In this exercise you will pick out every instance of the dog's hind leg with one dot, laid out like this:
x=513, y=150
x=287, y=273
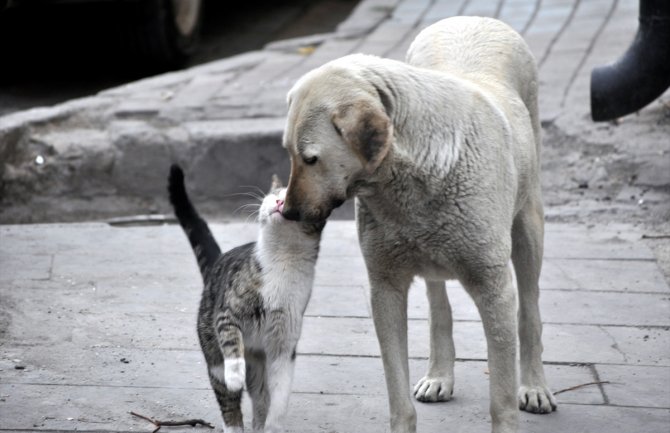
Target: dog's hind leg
x=527, y=248
x=495, y=298
x=438, y=383
x=389, y=311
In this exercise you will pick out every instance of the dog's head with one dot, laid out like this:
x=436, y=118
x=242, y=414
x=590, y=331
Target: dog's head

——————

# [Instructions for the task]
Please put the data above into a numbered list, one line per item with blank lines left out, and leave the pictures out.

# [Solution to the exercise]
1. In this exercise you will pick out every instance of the dog's hind leg with one dot, laid out like this:
2. x=513, y=150
3. x=287, y=273
4. Target: dog's hind leg
5. x=527, y=248
6. x=495, y=298
7. x=438, y=383
8. x=389, y=311
9. In this exercise you will pick out every instance of the dog's head with one dot, laid out like this:
10. x=436, y=118
11. x=242, y=414
12. x=590, y=331
13. Target: dog's head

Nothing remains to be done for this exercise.